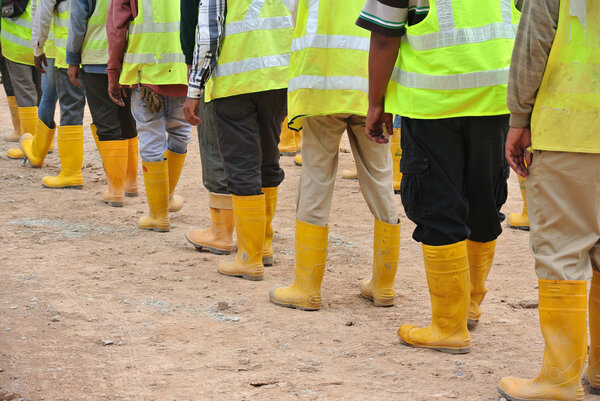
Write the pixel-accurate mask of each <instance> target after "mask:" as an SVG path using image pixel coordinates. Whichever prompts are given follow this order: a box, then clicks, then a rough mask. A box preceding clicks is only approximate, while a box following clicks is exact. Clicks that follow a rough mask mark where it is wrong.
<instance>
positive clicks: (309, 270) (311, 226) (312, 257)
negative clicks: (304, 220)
mask: <svg viewBox="0 0 600 401" xmlns="http://www.w3.org/2000/svg"><path fill="white" fill-rule="evenodd" d="M328 234H329V228H328V227H327V226H317V225H314V224H309V223H305V222H303V221H300V220H296V273H295V278H294V283H293V284H292V285H290V286H287V287H282V286H280V285H276V286H275V287H273V288H272V289H271V292H269V299H270V300H271V302H273V303H274V304H275V305H279V306H286V307H288V308H295V309H301V310H307V311H311V310H319V309H320V308H321V282H322V281H323V273H324V271H325V261H326V260H327V243H328Z"/></svg>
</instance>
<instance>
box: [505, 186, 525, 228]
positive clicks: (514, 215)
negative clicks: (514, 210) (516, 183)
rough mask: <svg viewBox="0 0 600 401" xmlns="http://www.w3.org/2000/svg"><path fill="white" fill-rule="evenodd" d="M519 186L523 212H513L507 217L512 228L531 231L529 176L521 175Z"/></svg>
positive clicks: (508, 222)
mask: <svg viewBox="0 0 600 401" xmlns="http://www.w3.org/2000/svg"><path fill="white" fill-rule="evenodd" d="M519 188H520V189H521V196H522V197H523V211H522V212H521V213H511V214H509V215H508V218H507V219H506V223H507V224H508V226H509V227H510V228H514V229H517V230H525V231H529V215H528V214H527V178H523V177H519Z"/></svg>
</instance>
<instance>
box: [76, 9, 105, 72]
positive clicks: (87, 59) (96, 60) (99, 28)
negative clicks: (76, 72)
mask: <svg viewBox="0 0 600 401" xmlns="http://www.w3.org/2000/svg"><path fill="white" fill-rule="evenodd" d="M108 3H109V0H96V8H95V9H94V12H93V13H92V16H91V17H90V19H89V20H88V25H87V32H86V34H85V39H84V40H83V46H82V49H81V64H87V65H90V64H107V63H108V39H107V37H106V13H107V11H108Z"/></svg>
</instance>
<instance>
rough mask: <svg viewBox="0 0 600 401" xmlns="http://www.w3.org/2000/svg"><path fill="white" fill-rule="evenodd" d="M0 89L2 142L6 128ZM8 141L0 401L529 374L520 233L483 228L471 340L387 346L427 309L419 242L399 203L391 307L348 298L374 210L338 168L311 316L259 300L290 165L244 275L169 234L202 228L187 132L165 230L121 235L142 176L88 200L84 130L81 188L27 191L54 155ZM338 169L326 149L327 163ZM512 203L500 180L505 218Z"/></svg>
□ □ □
WORK ITEM ▸ For each line above that contains the word "rough", give the line as it is written.

EXERCISE ANSWER ▸
Write the pixel-accurate mask of each <instance> target after "mask:" as an SVG path using image pixel coordinates. Whichever prompts are given follow this order: a box, then clicks, then a rough mask. A box preceding clicks is only approximate, while a box following clicks is exact. Clicks that follow a rough mask mark where it is wrong.
rough mask: <svg viewBox="0 0 600 401" xmlns="http://www.w3.org/2000/svg"><path fill="white" fill-rule="evenodd" d="M519 186L523 212H513L507 217L512 228L531 231L529 176L521 175Z"/></svg>
rough mask: <svg viewBox="0 0 600 401" xmlns="http://www.w3.org/2000/svg"><path fill="white" fill-rule="evenodd" d="M0 89L2 142L6 128ZM8 141L0 401L529 374L520 233L483 228L471 340L387 346L427 309L419 242L399 203L391 307L348 298L374 210L338 168L311 316L259 300L290 165L244 275L169 234L202 228L187 132L165 230L121 235L142 176L88 200L84 130L81 188L27 191L54 155ZM338 169L326 149L327 163ZM512 203L500 180L505 218Z"/></svg>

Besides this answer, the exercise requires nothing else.